[Records in a dataset]
"""
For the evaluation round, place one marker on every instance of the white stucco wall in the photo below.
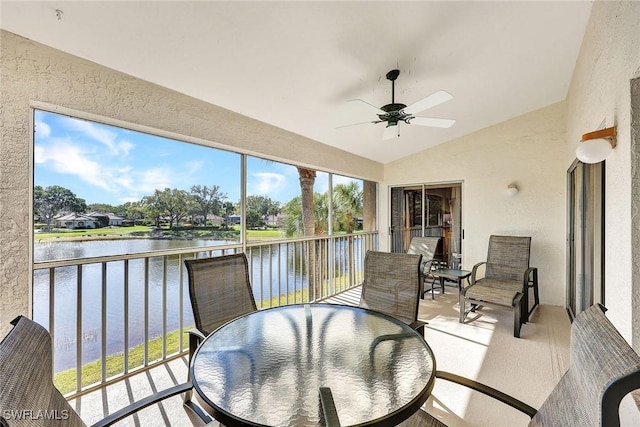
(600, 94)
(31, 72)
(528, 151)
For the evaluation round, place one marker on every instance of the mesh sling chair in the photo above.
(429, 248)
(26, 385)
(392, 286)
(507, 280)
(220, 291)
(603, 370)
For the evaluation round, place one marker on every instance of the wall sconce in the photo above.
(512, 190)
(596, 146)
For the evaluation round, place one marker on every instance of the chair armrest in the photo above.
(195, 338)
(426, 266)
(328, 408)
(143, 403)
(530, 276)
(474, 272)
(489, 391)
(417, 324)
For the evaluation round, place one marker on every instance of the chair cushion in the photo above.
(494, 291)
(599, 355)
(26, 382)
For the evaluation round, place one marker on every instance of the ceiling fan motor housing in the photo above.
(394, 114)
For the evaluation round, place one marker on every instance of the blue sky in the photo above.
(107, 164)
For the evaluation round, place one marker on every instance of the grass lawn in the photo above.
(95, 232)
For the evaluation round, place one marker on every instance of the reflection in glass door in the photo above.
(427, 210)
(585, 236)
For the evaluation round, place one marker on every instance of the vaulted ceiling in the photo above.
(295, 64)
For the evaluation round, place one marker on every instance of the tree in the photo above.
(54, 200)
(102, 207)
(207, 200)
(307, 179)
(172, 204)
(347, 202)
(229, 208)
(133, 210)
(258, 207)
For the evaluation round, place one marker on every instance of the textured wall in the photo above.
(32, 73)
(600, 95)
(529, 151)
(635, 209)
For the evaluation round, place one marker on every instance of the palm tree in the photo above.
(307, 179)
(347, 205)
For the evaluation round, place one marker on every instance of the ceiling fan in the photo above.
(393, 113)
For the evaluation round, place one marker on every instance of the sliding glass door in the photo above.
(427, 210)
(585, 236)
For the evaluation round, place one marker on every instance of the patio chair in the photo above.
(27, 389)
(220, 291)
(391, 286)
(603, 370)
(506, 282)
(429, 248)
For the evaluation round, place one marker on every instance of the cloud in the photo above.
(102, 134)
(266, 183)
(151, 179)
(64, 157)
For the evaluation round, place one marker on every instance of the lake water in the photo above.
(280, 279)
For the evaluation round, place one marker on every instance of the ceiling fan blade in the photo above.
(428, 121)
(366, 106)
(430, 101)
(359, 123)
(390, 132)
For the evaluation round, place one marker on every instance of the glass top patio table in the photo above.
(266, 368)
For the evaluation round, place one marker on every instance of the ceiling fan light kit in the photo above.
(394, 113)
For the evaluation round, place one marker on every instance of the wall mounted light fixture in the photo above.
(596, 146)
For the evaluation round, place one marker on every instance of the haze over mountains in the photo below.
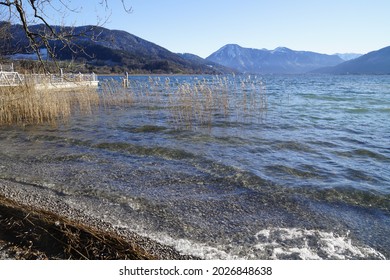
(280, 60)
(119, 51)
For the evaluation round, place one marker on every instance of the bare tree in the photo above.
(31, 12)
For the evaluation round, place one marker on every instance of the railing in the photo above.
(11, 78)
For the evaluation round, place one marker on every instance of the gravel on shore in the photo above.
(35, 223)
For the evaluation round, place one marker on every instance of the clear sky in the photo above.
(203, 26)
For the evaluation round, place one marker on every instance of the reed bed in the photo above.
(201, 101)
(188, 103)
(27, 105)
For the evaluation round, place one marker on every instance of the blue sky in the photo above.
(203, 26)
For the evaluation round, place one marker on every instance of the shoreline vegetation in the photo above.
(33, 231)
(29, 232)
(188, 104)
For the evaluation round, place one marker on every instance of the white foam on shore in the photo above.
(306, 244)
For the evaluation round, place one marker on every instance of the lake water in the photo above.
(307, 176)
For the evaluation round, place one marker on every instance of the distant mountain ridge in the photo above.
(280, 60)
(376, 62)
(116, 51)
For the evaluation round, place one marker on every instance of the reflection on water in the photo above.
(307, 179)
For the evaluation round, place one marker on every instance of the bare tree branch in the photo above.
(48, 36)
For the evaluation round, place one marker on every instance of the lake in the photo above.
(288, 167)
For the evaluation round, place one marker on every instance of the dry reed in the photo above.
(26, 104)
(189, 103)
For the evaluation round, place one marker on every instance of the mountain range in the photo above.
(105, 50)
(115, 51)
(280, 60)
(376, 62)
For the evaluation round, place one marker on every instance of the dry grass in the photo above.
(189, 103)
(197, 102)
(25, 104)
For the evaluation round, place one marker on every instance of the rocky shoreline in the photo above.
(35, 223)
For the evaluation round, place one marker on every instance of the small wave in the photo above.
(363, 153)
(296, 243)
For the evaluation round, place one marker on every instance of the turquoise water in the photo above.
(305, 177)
"""
# WHAT IS REQUIRED:
Retype all of the rows above word for word, omitting the pictures.

# WORKED SOLUTION:
For the evaluation round, place one marker on every instance of the white stucco wall in the photo below.
(600, 94)
(31, 72)
(528, 151)
For the evaluation round, place one marker on every instance of the mesh sling chair in the photo above.
(429, 248)
(26, 385)
(392, 286)
(507, 280)
(220, 291)
(603, 370)
For the evaluation round, place one marker on every instance of the wall sconce in the photo above.
(512, 190)
(596, 146)
For the evaluation round, place one marker on every instance of the chair armrest in the photo above.
(195, 338)
(426, 266)
(328, 408)
(143, 403)
(530, 276)
(474, 272)
(489, 391)
(417, 324)
For the evaluation round, place one marker on every instance of the chair cushion in the photo above.
(494, 291)
(599, 355)
(26, 382)
For the evaluation round, place one marker on every instance of the ceiling fan motor housing in the photo above.
(394, 114)
For the evaluation round, place one marker on every instance of the blue sky in the photo above.
(107, 164)
For the evaluation round, place one marker on every instance of the grass lawn in the photo above.
(95, 232)
For the evaluation round, place one marker on every instance of the reflection in glass door in the photo above.
(427, 210)
(585, 236)
For the evaluation round, place one marker on every instance of the vaulted ceiling in the photo above.
(295, 64)
For the evaluation round, place one marker on every instance of the tree in the photo above.
(54, 200)
(102, 207)
(207, 200)
(307, 179)
(172, 204)
(347, 202)
(229, 208)
(133, 210)
(258, 207)
For the evaluation round, place one marker on every instance of the textured wall in the photo above.
(32, 73)
(600, 95)
(529, 151)
(635, 209)
For the evaluation round, place one marker on every instance of the palm tree in the photo above.
(307, 179)
(347, 205)
For the evaluation round, place one marker on every instance of the ceiling fan in the photo above.
(393, 113)
For the evaluation round, place one marker on every instance of the sliding glass door in the photo above.
(427, 210)
(585, 236)
For the evaluation round, place one marker on every instance of the patio chair in the photo above.
(27, 389)
(220, 291)
(391, 286)
(603, 370)
(506, 282)
(429, 248)
For the evaluation round, place one marker on every instance of the cloud in the photo above.
(102, 134)
(266, 183)
(151, 179)
(64, 157)
For the evaluation round, place one marker on every instance of the lake water in the photo above.
(280, 279)
For the evaluation round, place one marker on every instance of the ceiling fan blade in the photo above.
(428, 121)
(366, 106)
(430, 101)
(359, 123)
(390, 132)
For the evaluation round, place one marker on every instance of the glass top patio table in the photo above.
(266, 368)
For the evaluation round, place one marker on every instance of the ceiling fan light kit in the photo above.
(394, 113)
For the evaluation round, place one marker on every instance of the wall mounted light fixture in the photo above.
(596, 146)
For the evaluation round, place one marker on every instance of the haze over mountains in the photo below.
(280, 60)
(119, 51)
For the evaluation round, place one marker on every instance of the bare tree in the photo above.
(31, 12)
For the evaluation round, place one marker on every instance of the railing in the photo above.
(11, 78)
For the evaluation round, place one marker on every instance of the gravel on shore in the photo above.
(35, 223)
For the evaluation round, place one marker on every instance of the clear sky in the photo above.
(203, 26)
For the evaluation round, place one marker on every instance of the reed bed in the photo above.
(201, 101)
(188, 103)
(27, 105)
For the evaluation round, place one marker on every instance of the blue sky in the photo above.
(203, 26)
For the evaluation round, place one marker on every instance of the shoreline vegetation in the photo above.
(33, 231)
(29, 232)
(188, 104)
For the evaluation round, place one marker on every instance of the white foam on shore in the photo above.
(306, 244)
For the evaluation round, place one marker on every instance of the lake water in the photo above.
(307, 176)
For the evaluation round, place one marker on every instance of the distant mountain ridge in the photo above.
(280, 60)
(376, 62)
(116, 51)
For the evaluation round, place one marker on every instance of the reflection on water in the photo above.
(307, 179)
For the evaluation round, place one marker on every instance of the bare tree branch in the photo above.
(48, 36)
For the evaluation round, place one marker on every instance of the lake in the photo above.
(288, 167)
For the evaluation round, place one marker on every instance of the dry reed in the photo above.
(26, 104)
(189, 103)
For the evaluation round, place one marker on every instance of the mountain range in the photo above.
(105, 50)
(115, 51)
(280, 60)
(376, 62)
For the evaluation round, place one marker on every instance of the dry grass in the photo above.
(189, 103)
(197, 102)
(25, 104)
For the evaluation round, place one marker on every instance of the rocky shoreline in the photo above.
(35, 223)
For the evaluation round, place one marker on every instance of the small wave in the photo above.
(363, 153)
(296, 243)
For the evaluation round, place one marker on every instance of the turquoise water in the photo above.
(305, 177)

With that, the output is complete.